**To do**:
Convert the records below into a numbered list, skipping any blank lines.

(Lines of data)
:::

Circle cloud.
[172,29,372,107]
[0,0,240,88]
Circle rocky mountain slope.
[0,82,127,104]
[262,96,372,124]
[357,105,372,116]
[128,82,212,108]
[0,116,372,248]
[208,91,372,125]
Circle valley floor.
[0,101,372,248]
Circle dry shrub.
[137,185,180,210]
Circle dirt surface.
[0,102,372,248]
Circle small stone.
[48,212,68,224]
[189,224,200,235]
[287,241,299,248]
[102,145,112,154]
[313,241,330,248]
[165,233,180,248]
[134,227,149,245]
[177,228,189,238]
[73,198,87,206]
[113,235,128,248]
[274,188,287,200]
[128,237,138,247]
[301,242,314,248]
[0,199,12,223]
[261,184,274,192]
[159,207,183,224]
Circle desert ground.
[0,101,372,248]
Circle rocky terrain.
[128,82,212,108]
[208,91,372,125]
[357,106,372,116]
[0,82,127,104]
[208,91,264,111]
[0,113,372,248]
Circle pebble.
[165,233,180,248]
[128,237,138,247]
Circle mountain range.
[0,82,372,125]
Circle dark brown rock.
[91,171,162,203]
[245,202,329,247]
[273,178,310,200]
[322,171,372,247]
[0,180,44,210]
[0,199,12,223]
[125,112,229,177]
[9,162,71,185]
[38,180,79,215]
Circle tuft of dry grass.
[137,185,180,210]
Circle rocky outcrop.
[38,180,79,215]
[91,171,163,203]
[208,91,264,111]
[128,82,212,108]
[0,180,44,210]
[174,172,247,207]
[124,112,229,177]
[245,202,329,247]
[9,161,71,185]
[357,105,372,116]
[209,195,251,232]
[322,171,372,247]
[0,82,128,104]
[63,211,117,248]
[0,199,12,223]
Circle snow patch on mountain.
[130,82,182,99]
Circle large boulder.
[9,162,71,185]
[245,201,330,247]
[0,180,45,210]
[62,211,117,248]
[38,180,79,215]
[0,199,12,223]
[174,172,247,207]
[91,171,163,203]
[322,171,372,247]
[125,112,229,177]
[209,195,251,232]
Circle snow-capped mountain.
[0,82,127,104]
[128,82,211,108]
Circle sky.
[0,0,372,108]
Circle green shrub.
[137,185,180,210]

:::

**Response to the task**:
1. Circle cloud.
2. [172,29,372,107]
3. [0,0,240,88]
4. Circle rocky mountain slope.
5. [0,82,127,104]
6. [262,96,372,124]
7. [357,105,372,116]
8. [128,82,212,108]
9. [0,116,372,248]
10. [208,91,372,125]
11. Circle valley floor.
12. [0,101,372,248]
13. Circle dry shrub.
14. [137,185,180,210]
15. Circle dirt surface.
16. [0,102,372,248]
17. Circle small stone.
18. [48,212,68,224]
19. [189,224,200,235]
20. [287,241,299,248]
21. [102,145,112,154]
22. [313,241,330,248]
23. [165,233,180,248]
24. [134,227,149,245]
25. [177,228,189,238]
26. [73,198,87,206]
27. [113,235,128,248]
28. [274,188,287,200]
29. [128,237,138,247]
30. [301,242,314,248]
31. [0,199,12,223]
32. [261,184,274,192]
33. [159,207,183,224]
34. Circle desert ground.
35. [0,101,372,248]
36. Circle rocky terrain.
37. [128,82,212,108]
38. [208,91,372,125]
39. [357,106,372,116]
40. [0,82,127,104]
41. [208,91,264,111]
42. [0,113,372,248]
43. Circle pebble.
44. [165,233,180,248]
45. [128,237,138,247]
46. Circle mountain range.
47. [0,82,372,125]
48. Circle dark brown rock.
49. [91,171,162,203]
50. [245,202,329,247]
51. [273,178,310,200]
52. [322,171,372,247]
53. [0,180,44,210]
54. [0,199,12,223]
55. [125,112,229,177]
56. [9,162,71,185]
57. [38,180,79,215]
58. Circle tuft of dry grass.
59. [137,185,180,210]
60. Circle rocky outcrop.
61. [38,180,79,215]
62. [91,171,163,203]
63. [208,91,264,111]
64. [128,82,212,108]
65. [0,180,44,210]
66. [174,172,247,207]
67. [124,112,229,177]
68. [245,202,329,247]
69. [9,161,71,185]
70. [357,105,372,116]
71. [209,195,251,232]
72. [322,171,372,247]
73. [0,82,128,104]
74. [63,211,117,248]
75. [0,199,12,223]
76. Circle snow patch on mountain.
77. [130,82,182,99]
78. Circle large boulder.
79. [9,162,71,185]
80. [245,201,330,247]
81. [0,180,45,210]
82. [62,211,117,248]
83. [38,180,79,215]
84. [0,199,12,223]
85. [174,172,247,207]
86. [91,171,163,203]
87. [322,171,372,247]
88. [125,112,229,177]
89. [209,195,251,232]
90. Circle snow-capped mountain.
91. [0,82,127,104]
92. [128,82,211,108]
93. Circle sky.
94. [0,0,372,108]
95. Circle green shrub.
96. [137,185,180,210]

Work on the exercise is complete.